What this task involves:
Please format the lines of the data below, from the line with "Exercise. Mark the buddha's hair" to the line with "<point>77,60</point>", both included, as a JSON list of strings with one string per line and blank lines left out.

Material shown:
------
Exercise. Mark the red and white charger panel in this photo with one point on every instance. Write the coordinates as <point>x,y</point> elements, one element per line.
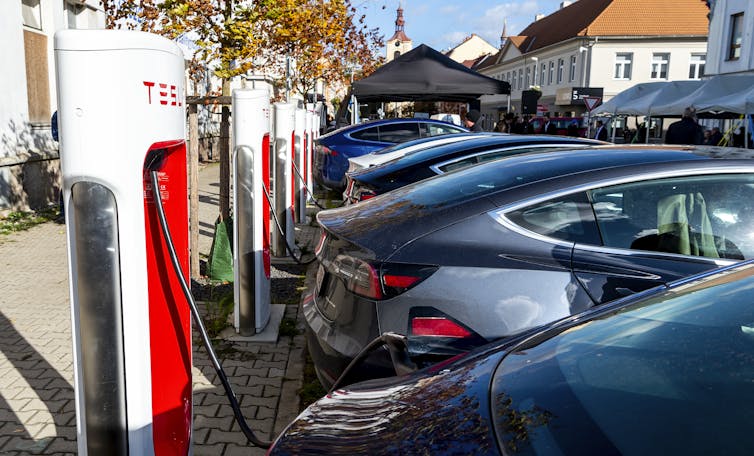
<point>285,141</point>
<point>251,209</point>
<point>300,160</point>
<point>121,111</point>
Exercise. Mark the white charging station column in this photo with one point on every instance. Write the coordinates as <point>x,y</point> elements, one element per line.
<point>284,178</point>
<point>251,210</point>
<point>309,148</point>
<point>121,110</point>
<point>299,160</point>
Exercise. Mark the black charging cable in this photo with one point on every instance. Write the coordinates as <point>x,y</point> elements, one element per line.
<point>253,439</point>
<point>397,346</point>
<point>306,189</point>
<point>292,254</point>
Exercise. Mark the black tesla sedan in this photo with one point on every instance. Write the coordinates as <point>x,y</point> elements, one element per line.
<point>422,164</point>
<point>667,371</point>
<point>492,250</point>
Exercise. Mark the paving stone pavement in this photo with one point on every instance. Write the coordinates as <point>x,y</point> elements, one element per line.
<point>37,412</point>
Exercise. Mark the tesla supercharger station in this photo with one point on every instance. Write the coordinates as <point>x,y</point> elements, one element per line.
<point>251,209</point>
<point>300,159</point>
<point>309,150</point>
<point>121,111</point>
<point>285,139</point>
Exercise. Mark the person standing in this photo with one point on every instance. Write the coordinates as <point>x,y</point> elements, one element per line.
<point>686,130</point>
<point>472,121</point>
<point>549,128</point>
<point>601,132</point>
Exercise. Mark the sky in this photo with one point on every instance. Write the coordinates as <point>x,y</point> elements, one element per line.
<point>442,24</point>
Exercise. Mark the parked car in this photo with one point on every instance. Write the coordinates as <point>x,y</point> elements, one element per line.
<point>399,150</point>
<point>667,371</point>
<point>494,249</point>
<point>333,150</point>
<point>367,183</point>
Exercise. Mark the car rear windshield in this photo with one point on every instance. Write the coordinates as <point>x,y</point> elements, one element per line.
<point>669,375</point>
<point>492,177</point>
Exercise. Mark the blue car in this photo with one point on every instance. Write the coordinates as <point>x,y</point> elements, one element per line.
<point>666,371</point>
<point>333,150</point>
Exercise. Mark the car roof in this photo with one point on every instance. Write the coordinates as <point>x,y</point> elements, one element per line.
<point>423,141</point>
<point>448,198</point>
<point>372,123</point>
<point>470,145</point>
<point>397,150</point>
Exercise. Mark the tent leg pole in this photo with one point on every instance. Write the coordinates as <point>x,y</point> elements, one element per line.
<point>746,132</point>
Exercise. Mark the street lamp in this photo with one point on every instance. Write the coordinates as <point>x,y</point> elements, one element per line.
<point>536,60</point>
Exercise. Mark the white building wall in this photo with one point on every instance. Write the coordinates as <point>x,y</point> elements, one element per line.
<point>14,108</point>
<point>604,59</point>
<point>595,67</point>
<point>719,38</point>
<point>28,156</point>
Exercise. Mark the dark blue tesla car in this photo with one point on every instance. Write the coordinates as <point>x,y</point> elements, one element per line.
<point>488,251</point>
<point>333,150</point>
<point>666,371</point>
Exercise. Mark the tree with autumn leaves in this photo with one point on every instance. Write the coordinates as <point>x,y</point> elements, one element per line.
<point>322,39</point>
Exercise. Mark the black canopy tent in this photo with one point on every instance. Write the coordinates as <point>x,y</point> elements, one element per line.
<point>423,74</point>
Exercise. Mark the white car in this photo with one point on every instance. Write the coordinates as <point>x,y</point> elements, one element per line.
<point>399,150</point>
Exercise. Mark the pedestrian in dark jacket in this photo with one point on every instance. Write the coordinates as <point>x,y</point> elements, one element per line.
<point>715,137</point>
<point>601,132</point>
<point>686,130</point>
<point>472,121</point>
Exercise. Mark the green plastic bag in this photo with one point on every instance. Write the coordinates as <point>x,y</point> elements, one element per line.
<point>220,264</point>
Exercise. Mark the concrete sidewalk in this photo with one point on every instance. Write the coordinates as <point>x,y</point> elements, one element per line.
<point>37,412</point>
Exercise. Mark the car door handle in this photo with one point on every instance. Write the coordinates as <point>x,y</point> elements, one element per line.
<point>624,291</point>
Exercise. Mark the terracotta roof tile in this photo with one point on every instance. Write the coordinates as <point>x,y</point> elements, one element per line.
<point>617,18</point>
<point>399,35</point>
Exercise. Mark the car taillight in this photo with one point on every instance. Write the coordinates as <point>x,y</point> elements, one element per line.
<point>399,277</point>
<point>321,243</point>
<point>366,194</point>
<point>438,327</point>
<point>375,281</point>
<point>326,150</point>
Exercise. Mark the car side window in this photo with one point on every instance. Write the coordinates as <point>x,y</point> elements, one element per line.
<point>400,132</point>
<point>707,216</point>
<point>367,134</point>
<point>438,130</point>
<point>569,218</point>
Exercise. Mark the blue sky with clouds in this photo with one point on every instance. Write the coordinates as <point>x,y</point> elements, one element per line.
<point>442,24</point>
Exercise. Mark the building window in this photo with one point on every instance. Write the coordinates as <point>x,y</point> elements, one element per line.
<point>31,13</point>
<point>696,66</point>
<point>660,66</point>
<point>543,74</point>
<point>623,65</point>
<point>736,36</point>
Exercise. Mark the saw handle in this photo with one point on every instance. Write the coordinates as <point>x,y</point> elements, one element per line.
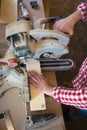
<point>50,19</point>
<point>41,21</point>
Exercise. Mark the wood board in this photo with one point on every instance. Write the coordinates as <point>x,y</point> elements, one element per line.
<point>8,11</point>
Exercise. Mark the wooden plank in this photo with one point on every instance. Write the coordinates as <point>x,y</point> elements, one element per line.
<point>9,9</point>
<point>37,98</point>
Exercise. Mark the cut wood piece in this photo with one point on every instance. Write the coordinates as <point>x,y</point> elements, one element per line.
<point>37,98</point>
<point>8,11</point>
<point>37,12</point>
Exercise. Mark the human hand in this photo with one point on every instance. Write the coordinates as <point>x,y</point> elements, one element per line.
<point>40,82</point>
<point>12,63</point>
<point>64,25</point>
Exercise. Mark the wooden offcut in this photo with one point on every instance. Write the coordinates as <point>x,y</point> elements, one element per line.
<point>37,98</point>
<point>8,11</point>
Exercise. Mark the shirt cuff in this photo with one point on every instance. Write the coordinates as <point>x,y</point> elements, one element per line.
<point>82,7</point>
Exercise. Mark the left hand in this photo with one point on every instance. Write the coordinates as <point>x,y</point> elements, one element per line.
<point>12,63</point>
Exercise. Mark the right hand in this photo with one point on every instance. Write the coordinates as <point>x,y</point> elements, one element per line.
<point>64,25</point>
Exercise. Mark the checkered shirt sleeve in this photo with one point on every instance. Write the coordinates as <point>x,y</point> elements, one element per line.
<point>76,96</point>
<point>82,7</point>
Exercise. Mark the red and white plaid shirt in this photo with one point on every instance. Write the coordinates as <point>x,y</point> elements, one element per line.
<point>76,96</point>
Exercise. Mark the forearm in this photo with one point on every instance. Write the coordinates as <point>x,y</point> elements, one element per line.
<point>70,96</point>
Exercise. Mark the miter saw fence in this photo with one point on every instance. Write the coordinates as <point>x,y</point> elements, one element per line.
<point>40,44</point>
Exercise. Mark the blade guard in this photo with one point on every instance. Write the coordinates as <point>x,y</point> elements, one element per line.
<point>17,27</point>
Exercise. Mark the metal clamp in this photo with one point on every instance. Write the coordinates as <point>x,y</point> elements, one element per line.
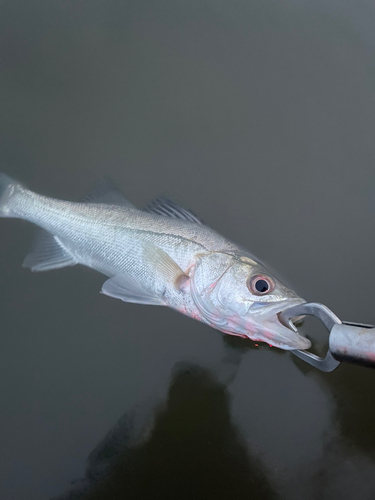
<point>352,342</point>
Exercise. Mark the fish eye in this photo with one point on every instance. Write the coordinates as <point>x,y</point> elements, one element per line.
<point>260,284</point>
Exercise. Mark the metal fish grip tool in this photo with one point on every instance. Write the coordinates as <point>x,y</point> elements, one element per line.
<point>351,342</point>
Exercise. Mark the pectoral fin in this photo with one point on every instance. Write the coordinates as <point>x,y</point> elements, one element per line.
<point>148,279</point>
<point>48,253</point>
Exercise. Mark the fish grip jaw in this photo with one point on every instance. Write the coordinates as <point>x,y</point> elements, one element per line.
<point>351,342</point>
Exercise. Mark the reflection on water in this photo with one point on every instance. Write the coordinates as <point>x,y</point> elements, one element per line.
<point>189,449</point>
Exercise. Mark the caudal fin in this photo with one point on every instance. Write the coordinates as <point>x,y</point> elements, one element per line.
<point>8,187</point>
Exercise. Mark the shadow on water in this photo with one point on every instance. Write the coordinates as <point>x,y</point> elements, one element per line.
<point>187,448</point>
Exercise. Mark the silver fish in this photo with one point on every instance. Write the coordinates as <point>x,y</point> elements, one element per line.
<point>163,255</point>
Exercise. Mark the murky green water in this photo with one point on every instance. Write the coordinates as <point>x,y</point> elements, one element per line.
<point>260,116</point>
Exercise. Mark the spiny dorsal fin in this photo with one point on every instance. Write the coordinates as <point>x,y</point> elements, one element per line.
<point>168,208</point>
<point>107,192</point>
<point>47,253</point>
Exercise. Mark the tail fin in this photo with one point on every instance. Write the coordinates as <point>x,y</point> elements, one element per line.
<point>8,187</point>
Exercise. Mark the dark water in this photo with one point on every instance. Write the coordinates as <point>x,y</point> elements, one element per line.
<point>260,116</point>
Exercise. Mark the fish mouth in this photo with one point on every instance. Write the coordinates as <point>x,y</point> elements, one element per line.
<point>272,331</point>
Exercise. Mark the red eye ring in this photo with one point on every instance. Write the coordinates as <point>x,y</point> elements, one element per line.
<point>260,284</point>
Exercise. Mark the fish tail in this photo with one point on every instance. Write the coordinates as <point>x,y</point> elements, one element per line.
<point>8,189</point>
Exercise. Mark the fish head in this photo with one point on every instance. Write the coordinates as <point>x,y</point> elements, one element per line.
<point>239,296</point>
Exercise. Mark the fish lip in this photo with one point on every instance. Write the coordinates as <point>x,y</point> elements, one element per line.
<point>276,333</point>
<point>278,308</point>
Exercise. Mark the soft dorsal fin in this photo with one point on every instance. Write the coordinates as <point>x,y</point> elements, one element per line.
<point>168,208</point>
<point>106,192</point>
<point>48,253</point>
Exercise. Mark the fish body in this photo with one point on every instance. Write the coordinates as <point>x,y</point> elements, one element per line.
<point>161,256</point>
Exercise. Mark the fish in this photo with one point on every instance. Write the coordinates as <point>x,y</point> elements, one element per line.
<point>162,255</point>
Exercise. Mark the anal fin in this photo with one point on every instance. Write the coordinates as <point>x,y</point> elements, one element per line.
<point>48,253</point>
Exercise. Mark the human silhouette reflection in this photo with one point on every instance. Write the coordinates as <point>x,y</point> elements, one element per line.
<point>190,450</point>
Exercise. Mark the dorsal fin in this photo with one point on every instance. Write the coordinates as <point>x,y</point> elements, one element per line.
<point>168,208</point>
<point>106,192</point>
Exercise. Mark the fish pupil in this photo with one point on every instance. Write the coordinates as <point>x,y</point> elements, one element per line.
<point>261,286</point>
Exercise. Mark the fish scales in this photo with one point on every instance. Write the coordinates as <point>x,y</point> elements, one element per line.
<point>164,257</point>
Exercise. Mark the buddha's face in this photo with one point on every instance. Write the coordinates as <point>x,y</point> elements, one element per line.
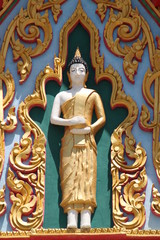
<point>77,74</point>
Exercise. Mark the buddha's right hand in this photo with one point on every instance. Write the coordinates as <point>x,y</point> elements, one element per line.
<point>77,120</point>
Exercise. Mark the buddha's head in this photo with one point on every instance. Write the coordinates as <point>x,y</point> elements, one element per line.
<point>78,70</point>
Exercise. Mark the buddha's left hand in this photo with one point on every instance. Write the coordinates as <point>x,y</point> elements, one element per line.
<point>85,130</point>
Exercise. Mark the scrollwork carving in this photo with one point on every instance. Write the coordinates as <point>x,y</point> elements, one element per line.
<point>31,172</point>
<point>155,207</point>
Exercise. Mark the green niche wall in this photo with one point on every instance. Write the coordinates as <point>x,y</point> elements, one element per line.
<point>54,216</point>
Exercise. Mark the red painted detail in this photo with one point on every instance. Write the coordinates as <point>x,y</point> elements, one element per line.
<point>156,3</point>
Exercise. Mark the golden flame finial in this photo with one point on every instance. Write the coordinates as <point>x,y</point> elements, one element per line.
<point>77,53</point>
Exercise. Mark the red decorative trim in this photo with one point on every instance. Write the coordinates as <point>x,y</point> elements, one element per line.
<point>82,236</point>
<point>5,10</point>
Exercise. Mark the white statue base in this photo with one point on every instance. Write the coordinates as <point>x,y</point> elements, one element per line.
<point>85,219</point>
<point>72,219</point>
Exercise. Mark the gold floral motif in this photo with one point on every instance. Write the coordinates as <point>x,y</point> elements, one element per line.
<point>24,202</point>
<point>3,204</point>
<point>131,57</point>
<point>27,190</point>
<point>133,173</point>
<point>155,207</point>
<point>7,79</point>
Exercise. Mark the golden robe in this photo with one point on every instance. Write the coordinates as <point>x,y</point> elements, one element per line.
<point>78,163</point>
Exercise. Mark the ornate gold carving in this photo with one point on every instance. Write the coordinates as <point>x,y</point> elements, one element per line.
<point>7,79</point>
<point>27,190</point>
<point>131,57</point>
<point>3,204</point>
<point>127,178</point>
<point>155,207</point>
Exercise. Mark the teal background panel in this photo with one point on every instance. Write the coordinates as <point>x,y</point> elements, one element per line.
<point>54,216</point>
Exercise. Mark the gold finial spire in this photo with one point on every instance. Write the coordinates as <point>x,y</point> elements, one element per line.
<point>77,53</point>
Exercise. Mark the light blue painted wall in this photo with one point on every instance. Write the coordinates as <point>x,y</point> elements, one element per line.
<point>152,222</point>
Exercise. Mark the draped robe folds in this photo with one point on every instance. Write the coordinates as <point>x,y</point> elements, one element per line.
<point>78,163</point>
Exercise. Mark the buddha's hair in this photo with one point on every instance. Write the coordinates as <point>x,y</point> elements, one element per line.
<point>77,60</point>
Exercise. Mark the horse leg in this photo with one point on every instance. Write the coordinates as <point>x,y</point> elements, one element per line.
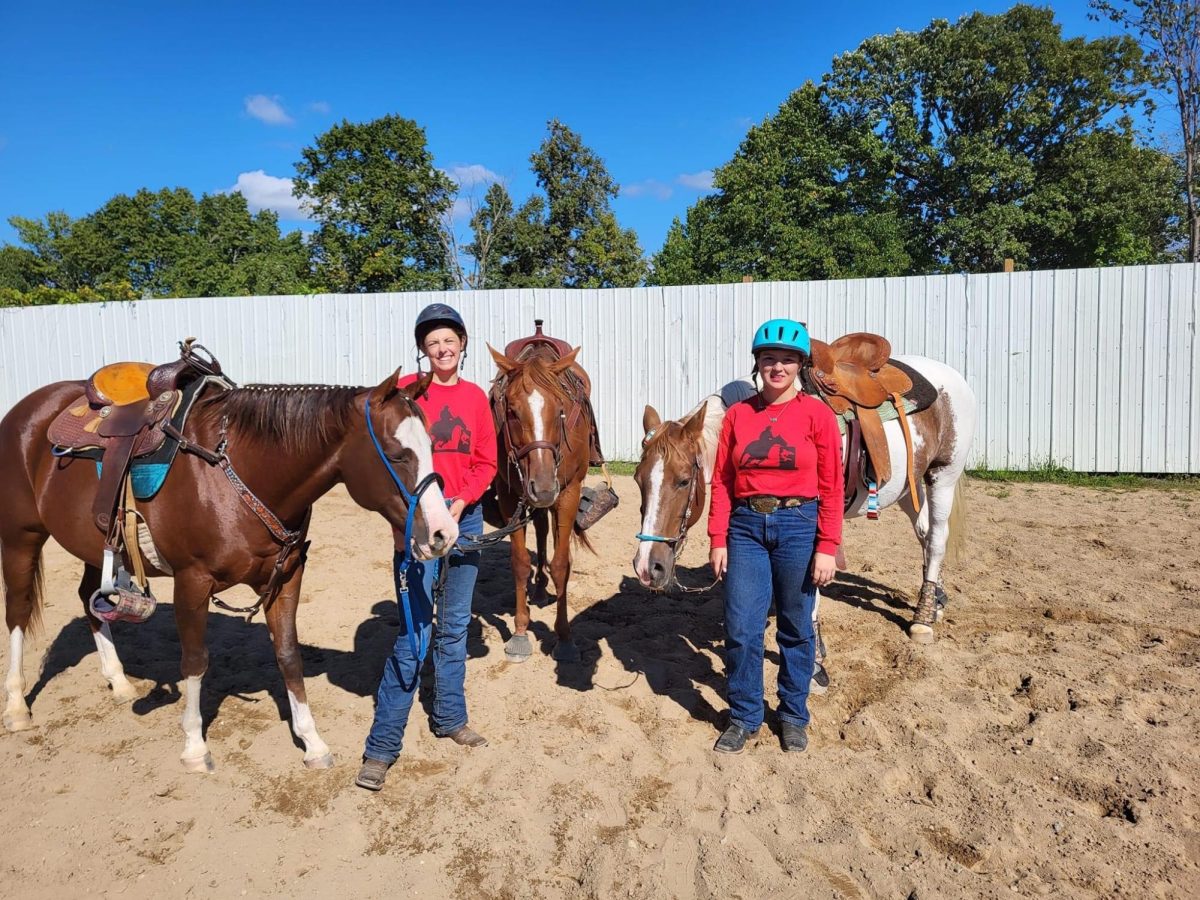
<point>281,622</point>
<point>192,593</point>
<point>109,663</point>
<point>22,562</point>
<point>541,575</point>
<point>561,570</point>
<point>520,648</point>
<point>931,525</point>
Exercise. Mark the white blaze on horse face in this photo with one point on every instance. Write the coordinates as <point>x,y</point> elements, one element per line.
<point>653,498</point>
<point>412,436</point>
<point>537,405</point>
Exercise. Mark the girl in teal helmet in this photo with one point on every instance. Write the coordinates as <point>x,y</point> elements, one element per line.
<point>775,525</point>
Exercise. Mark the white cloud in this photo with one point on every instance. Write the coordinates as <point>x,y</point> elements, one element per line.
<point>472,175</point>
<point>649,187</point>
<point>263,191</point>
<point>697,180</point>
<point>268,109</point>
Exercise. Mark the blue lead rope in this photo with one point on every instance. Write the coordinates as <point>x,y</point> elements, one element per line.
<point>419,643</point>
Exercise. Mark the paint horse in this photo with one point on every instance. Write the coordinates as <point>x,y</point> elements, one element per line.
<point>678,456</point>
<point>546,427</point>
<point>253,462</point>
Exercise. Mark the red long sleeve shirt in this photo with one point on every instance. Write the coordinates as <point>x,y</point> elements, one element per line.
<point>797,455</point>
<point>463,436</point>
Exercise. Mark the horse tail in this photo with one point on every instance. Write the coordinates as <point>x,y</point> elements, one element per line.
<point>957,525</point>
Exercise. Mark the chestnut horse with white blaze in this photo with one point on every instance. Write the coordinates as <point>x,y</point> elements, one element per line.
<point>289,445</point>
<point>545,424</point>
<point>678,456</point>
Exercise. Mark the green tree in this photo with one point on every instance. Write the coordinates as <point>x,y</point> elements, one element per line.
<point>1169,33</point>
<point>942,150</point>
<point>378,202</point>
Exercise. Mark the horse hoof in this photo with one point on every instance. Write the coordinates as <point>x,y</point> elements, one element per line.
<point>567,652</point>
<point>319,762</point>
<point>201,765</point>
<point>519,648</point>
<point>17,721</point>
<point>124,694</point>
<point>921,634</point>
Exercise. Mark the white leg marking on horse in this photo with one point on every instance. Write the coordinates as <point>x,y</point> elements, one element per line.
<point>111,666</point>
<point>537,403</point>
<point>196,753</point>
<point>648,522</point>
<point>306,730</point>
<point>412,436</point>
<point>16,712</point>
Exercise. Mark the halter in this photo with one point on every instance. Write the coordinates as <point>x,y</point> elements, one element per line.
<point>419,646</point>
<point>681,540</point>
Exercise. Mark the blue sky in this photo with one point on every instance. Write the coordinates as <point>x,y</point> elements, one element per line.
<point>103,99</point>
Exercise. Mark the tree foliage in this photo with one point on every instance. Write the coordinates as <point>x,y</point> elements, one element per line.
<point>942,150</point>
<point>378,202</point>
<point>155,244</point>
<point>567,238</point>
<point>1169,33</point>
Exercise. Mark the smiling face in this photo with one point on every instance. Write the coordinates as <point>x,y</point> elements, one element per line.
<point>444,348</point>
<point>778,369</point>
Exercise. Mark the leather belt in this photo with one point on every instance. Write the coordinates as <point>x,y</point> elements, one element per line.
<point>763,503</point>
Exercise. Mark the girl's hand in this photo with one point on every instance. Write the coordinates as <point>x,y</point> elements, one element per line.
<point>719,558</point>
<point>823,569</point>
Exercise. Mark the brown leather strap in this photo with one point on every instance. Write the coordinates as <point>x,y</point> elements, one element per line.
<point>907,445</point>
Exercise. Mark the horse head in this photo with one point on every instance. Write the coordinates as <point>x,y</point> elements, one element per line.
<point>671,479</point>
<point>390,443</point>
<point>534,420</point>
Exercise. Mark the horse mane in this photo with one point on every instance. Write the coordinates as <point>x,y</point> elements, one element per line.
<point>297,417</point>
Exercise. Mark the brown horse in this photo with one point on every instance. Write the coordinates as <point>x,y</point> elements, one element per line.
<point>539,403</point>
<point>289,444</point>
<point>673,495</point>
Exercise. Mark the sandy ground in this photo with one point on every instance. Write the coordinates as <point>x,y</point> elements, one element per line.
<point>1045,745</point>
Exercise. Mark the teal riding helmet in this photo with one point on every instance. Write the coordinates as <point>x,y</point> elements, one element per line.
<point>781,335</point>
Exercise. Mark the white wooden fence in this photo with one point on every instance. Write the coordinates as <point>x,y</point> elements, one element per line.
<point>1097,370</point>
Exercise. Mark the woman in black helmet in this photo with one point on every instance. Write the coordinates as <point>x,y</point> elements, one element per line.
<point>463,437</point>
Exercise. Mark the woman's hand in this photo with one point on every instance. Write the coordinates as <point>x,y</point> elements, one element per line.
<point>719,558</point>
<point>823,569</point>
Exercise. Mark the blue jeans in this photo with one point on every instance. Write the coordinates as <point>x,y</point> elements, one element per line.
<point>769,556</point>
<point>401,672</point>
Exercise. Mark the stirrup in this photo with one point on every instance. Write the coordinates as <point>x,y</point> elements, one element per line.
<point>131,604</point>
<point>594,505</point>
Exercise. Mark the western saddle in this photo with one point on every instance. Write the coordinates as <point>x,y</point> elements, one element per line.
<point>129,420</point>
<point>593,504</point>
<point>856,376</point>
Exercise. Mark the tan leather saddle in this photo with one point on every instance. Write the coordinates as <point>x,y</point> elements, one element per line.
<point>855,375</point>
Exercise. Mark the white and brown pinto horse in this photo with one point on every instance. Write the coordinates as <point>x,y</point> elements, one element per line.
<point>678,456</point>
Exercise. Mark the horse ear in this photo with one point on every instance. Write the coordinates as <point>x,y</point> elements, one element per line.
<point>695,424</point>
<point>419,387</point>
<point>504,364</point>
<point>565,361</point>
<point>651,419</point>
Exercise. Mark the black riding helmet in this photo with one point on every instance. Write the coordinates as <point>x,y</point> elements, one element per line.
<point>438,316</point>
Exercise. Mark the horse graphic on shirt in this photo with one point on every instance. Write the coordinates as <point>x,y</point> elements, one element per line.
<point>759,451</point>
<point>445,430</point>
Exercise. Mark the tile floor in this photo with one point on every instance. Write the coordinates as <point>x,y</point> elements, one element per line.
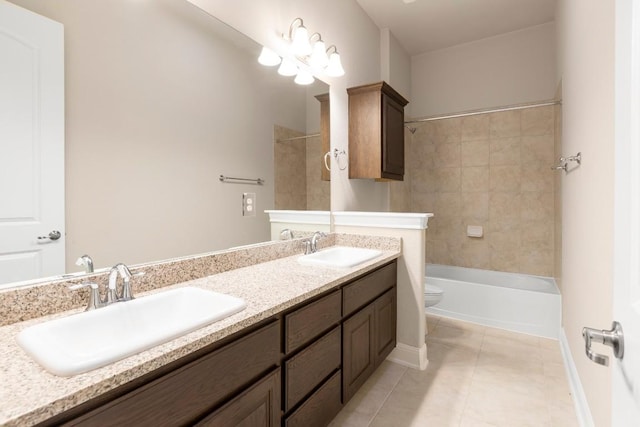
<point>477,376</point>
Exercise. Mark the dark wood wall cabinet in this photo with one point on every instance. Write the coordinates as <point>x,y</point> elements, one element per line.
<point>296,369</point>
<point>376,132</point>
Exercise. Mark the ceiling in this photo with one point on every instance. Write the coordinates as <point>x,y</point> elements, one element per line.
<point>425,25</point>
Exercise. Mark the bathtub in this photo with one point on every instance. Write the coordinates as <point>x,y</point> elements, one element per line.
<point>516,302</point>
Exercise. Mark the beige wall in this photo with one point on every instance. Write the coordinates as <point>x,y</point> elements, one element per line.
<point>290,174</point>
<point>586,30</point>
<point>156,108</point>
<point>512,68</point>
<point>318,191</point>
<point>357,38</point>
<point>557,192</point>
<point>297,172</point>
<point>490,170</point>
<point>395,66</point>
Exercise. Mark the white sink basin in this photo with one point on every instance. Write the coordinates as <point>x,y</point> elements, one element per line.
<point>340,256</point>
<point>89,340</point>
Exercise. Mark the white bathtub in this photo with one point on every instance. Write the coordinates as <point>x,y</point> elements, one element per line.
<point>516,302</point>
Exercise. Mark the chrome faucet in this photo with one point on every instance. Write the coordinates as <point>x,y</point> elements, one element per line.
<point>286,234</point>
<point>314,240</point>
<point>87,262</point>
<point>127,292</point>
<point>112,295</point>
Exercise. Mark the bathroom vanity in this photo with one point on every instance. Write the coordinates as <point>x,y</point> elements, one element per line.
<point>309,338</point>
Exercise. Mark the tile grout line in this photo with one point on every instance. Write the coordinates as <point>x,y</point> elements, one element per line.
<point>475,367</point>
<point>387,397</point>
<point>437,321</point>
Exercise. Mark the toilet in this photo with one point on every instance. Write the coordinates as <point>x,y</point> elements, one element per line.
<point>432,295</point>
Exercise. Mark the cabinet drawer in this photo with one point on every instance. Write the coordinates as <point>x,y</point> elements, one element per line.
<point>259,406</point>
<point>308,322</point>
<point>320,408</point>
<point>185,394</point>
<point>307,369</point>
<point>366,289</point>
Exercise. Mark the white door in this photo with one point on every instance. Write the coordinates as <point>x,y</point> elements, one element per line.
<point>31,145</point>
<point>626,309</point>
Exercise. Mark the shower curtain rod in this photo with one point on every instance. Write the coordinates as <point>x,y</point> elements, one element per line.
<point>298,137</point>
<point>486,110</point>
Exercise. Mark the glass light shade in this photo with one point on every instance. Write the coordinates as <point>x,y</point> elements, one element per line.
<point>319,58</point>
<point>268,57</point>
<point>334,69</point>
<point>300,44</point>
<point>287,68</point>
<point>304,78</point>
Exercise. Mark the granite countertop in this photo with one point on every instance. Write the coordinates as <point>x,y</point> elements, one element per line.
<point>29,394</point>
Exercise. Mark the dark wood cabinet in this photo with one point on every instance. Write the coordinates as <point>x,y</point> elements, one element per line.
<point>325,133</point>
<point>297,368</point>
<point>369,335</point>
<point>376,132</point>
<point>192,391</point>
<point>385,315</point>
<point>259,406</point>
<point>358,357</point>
------
Written answer:
[
  "Exercise. Mark the buddha's hair in this photo with one point on every instance. Write the coordinates as <point>x,y</point> elements, one element per line.",
  "<point>77,60</point>"
]